Texte source:
Dans ce texte, nous pouvons suivre deux disciples qui marchent de Jérusalem à Emmaüs, soit à peu près 11 kilomètres. Ces disciples sont tristes suite à la crucifixion du Christ. Ils font partie de ceux qui ont espéré que Jésus serait le Messie qui devait délivrer Israël (v. 21). Or les chefs religieux et politiques du pays se sont ligués pour le faire mourir. On peut imaginer qu'ils marchent tête baissée, profondément découragés. Sont-ils deux hommes disciples de Jésus ? Le verset 29 laisse plutôt penser qu'il s'agit d'un couple puisqu'ils invitent Jésus à rester chez eux. Quoi qu'il en soit, l'avenir tel qu'ils l'ont entrevu s'est totalement obscurci.

La marche

Or c'est sur ce chemin de tristesse que Jésus les rejoint. Il s'approche d'eux. Peut-être les a-t-il vus partir de Jérusalem et les a-t-il suivis de loin ? Quand ils sont suffisamment hors de la ville pour ne plus être dérangés par les passants, il fait route avec eux, mais eux, paradoxalement, ne le reconnaissent pas.

La première action de Jésus consiste à faire route avec ces deux personnes, en restant silencieux. C'est essentiel. Il ne s'impose pas, il écoute.

Jésus leur pose ensuite une question des plus simples (v. 17): "Quels sont ces propos que vous échangez en marchant ?" La question s'arrête à ce point et Luc continue ainsi : ils s'arrêtèrent l'air triste. Cette question, Jésus aurait pu la poser immédiatement. Cependant il a commencé par écouter ce qu'ils disaient, il a pris la température du moment. Sa question trouve alors sa place dans la discussion et amène les disciples à réfléchir sur ce qui les attriste et mettre des mots sur leur douleur intérieure. Oser dire ce qui fait mal, n'est-ce pas la première étape du processus de " déposer ses fardeaux " ?

Jésus rejoint les disciples dans leur problème actuel. Jamais il n'arrive vers une personne triste ou malade en lui assénant une phrase du style : " Je connais ton problème, voilà ce que tu dois faire pour le résoudre ". Au contraire, il demande à la personne d'exposer sa situation, même si elle paraît évidente.

Petite consigne 1: Traduisez en anglais cette phrase du texte sur les disciples d'Emmaüs : « La première action de Jésus consiste à faire route avec ces deux personnes, en restant silencieux. »
Petite consigne 2: Dans le texte sur les disciples d'Emmaüs, recopiez le passage qui va de « Jésus rejoint les » jusqu'à « elle paraît évidente. » inclus.

Matériel fourni:
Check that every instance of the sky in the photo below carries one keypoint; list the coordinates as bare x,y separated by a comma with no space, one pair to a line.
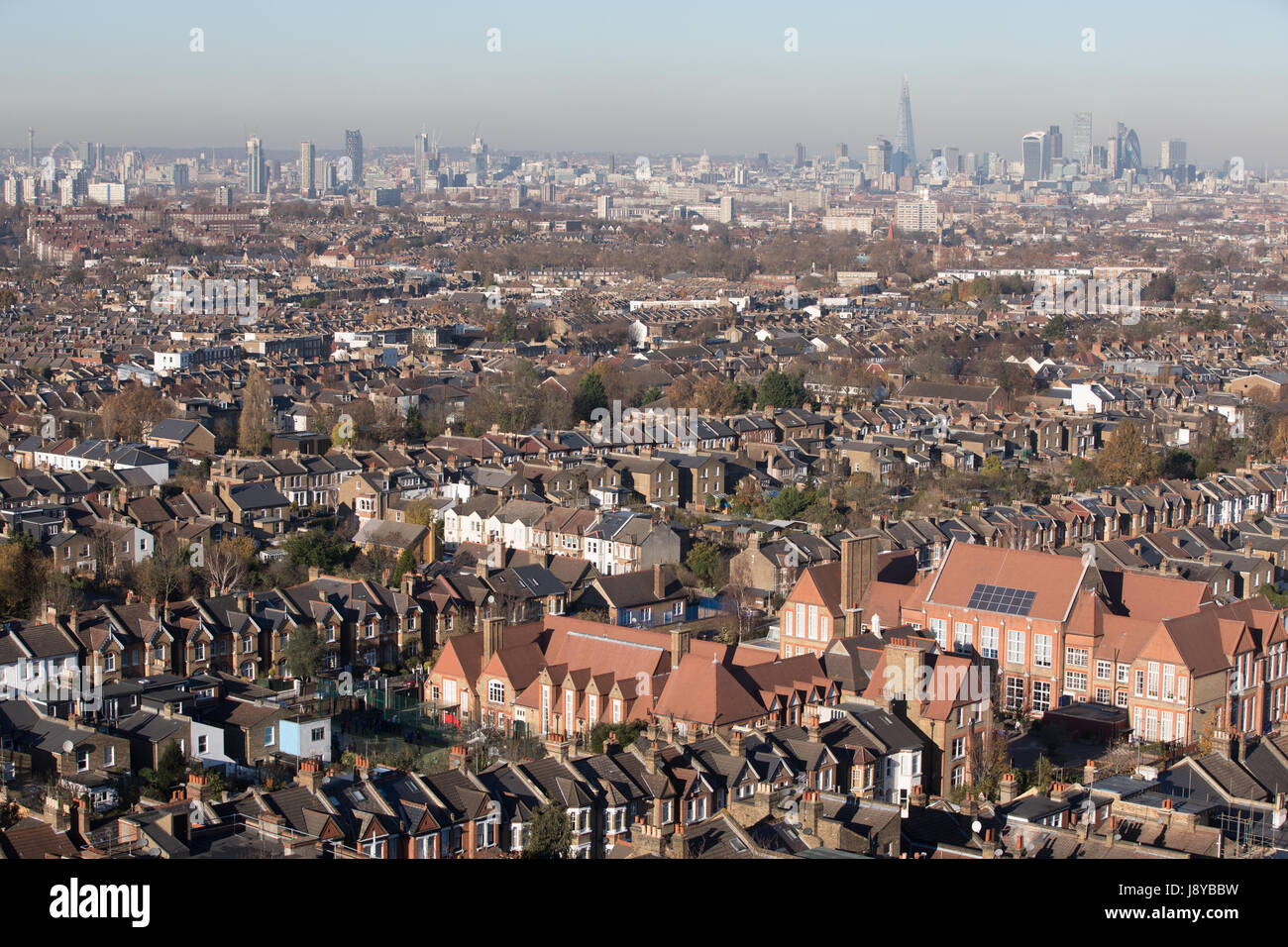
645,77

Réponse attendue 1: Jesus's first action is to walk along with these two people while staying silent.

Réponse attendue 2:
Jésus rejoint les disciples dans leur problème actuel. Jamais il n'arrive vers une personne triste ou malade en lui assénant une phrase du style : " Je connais ton problème, voilà ce que tu dois faire pour le résoudre ". Au contraire, il demande à la personne d'exposer sa situation, même si elle paraît évidente.